#### [SET TASKS]
a: Answer these from the body camera article:
(i) What is the amended Axon contract worth now?
(ii) According to its website, how many law enforcement agencies belong to Axon's network?
(iii) What was Axon's former name?
b: Please copy, word for word, the stretch of the body camera article from "Baltimore officers have" through "left the scene.".

#### [EXTRACT]
---*---

BALTIMORE (AP) — A Baltimore board on Wednesday authorized a city spending plan extending a multimillion dollar contract with the country's dominant vendor of body cameras for police departments.

At the mayor's request, the city's Board of Estimates amended an existing $11.7 million contract with Axon Enterprise Inc. designed to equip some 2,500 city officers with body cams. The contract, which includes the Arizona-based company's software and data storage, is now worth $18.5 million and continues until 2023.

In recent years, civil rights activists around the country have called for body cameras following a succession of deadly police shootings and other fatal encounters with citizens, particularly unarmed black men. The 2014 death of Michael Brown in Ferguson, Missouri, and the 2015 death of Freddie Gray in Baltimore were major catalysts.

These are boom times for Axon, the name of the Scottsdale-headquartered company's body camera line. More than 17,000 law enforcement agencies in more than 100 countries are now part of its network, according to its website.

Chad Marlow, an advocacy and policy counsel with the American Civil Liberties Union, said Axon, formerly Taser International, has become the dominant market player largely "because it has leveraged the relationships that it has with police departments based on its Taser products."

As body cams become more widespread, inconsistencies in how law enforcement agencies around the country deal with the footage have raised concerns among community activists and others who look to the videos to bring greater transparency in police interactions with citizens.

Some critics worry the technology is not being used as a tool for transparency, but rather as a tool to further law enforcement interests.

"These cameras are going to primarily help the police and prosecutors gather evidence for their prosecutions, which will further exacerbate the immense harms of biased policing," said Harlan Yu, executive director of Upturn, a Washington-based nonprofit which has been studying the issue for several years.

The Baltimore Police Department has been quite proactive in releasing body cam footage following police shootings, according to Yu. Yet it was not immediately clear whether there was a policy requiring them to do so.

With Axon body cams introduced in phases in Baltimore, there are concerns about how some officers have used them so far.

Earlier this year, a grand jury indicted a Baltimore police officer on charges of fabricating evidence and misconduct months after public defenders released a body camera video that they say shows him planting drugs in an empty soup can.

"How often do cops do this and not get caught? The outcomes of course would be ruinous for defendants, as there would then exist a fake but convincing video that appears to link a suspect to a crime," Yu said.

In late January, State's Attorney Marilyn Mosby's office announced it would not charge three other Baltimore police officers who made headlines after getting separately accused of being caught on body-camera video planting evidence last year.

Baltimore officers have been instructed to activate their cameras during any interaction with the public, before they turn on their lights and sirens. Under a revised policy, they must keep their cameras on from the beginning of an event until that event is concluded and they have left the scene.

---*---

#### [GIVEN DATA]
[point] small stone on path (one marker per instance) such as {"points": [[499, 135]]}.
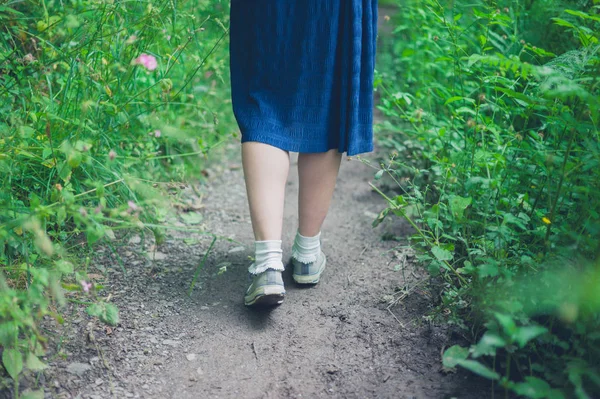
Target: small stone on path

---*---

#### [WRITTEN ANSWERS]
a:
(i) $18.5 million
(ii) More than 17,000
(iii) Taser International

b:
Baltimore officers have been instructed to activate their cameras during any interaction with the public, before they turn on their lights and sirens. Under a revised policy, they must keep their cameras on from the beginning of an event until that event is concluded and they have left the scene.